* DOCUMENT SECTION *

Sunday, August 5, 2012

ROUNDHOUSE ROUNDUP: When NM Politics Had Sparkle

A version of this was published in The Santa Fe New Mexican 
Aug. 5, 2012

After the bizarre situation earlier this year, in which 10 legislative candidates from both major parties — including veteran lawmakers like Senate President Pro-tem Tim Jennings — had their nominating petitions challenged in court mostly over technical violations, at least one state senator is talking about doing away with the petition system altogether and going back to the old system of candidates having to pay a filing fee.

That’s what Sen. Howie Morales, D-Silver City, recently told reporter Milan Simonich of the Texas-New Mexico Newspapers Partnership. Morales told Simonich that he will introduce a bill next year to do away with the nominating petitions, a system he called “flawed and outdated.”

Sparkle with sparkler
This brings back memories of 1972, the first election in which I was eligible to vote. That year a federal court, backed up by an opinion by the state attorney general, struck down a New Mexico law that required congressional and statewide candidates to put up a $2,500 filing fee. This angered former New Mexico Attorney General Fred Standley. This meant that any ham-and-egger off the street could run for office!

So Standley and a group of friends, dubbed by then-Gov. David Cargo as “The Bull Ring Gang,” came up with a colorful idea to draw attention to the situation. They convinced a 28-year-old Bull Ring cocktail waitress and aspiring actress named Sparkle Plenty to file for Congress. (At that time Santa Fe was part of the 1st Congressional District, represented by Republican Manuel Lujan Jr.)

Miss Plenty was born Cheryl Lana Boone, but the year before, she’d legally changed her name to “Sparkle Plenty.” The name change itself was on the front page of The New Mexican. She was one of nine candidates to file for the Democratic congressional primary. If Standley and his pals thought she might get some attention, they were right. Besides her work at the political watering hole, her résumé listed her experience as law student, legal secretary, airline stewardess and Playboy bunny.

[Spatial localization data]

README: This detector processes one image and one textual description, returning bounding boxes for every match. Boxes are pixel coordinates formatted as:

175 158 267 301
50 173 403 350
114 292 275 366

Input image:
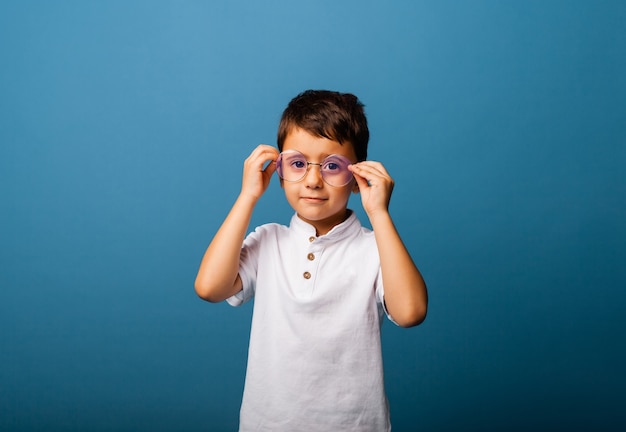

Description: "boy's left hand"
348 161 394 218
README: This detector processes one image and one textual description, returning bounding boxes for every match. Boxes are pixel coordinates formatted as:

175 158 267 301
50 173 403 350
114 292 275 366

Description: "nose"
304 162 324 189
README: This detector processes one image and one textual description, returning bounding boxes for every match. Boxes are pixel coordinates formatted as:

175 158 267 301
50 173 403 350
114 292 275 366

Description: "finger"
353 161 389 177
352 171 369 190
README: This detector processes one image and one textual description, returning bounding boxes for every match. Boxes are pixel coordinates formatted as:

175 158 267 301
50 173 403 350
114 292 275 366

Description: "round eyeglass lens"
276 150 352 187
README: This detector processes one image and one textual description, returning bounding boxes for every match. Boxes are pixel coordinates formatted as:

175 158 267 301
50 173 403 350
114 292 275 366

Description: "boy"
195 90 427 432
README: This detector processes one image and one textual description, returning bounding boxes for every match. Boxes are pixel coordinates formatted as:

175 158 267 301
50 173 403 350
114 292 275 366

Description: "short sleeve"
226 228 263 306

* STUDY QUESTIONS *
1. According to the political column, how much was the filing fee that the struck-down New Mexico law required of congressional and statewide candidates?
2. Write out the political column's text from "ROUNDHOUSE ROUNDUP: When" down to "a filing fee.".

* RESULTS FOR THE EXERCISE *
1. $2,500.

2.
ROUNDHOUSE ROUNDUP: When NM Politics Had Sparkle

A version of this was published in The Santa Fe New Mexican 
Aug. 5, 2012

After the bizarre situation earlier this year, in which 10 legislative candidates from both major parties — including veteran lawmakers like Senate President Pro-tem Tim Jennings — had their nominating petitions challenged in court mostly over technical violations, at least one state senator is talking about doing away with the petition system altogether and going back to the old system of candidates having to pay a filing fee.